◆ Task brief: In the material below, format the lines from the one containing "Where can you see the school" up to and including the one containing "Where can you see the sandy" as a Markdown table with the columns Row and Entry. Number each line in Row, put the line itself in Entry, and leave out any blank lines.
— START —
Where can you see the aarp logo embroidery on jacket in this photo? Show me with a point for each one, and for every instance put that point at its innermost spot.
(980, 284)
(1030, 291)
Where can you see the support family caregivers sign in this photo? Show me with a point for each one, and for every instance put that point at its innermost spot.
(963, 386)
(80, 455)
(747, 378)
— END —
— START —
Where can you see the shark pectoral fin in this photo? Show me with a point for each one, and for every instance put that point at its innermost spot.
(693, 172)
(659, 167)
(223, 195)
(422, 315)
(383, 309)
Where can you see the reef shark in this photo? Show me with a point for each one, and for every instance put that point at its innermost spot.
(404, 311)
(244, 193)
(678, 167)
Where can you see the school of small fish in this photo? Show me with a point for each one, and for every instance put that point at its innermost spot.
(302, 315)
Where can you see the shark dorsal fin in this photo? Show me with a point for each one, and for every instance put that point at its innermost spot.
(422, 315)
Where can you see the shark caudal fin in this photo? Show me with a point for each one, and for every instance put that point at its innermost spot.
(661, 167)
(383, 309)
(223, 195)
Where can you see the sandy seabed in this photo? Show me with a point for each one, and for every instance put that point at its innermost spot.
— END —
◆ Output:
| Row | Entry |
|---|---|
| 1 | Where can you see the school of small fish in this photo? Show me with a point for each one, and for every instance put that point at its innermost spot. |
| 2 | (302, 315) |
| 3 | Where can you see the shark dorsal fin in this photo? Show me with a point for each one, and for every instance put that point at its innermost spot. |
| 4 | (422, 315) |
| 5 | Where can you see the shark caudal fin in this photo? Show me with a point for each one, and for every instance put that point at its innermost spot. |
| 6 | (661, 167) |
| 7 | (383, 309) |
| 8 | (223, 195) |
| 9 | Where can you see the sandy seabed in this photo? Show me with a point for each one, and for every instance put that point at its innermost spot. |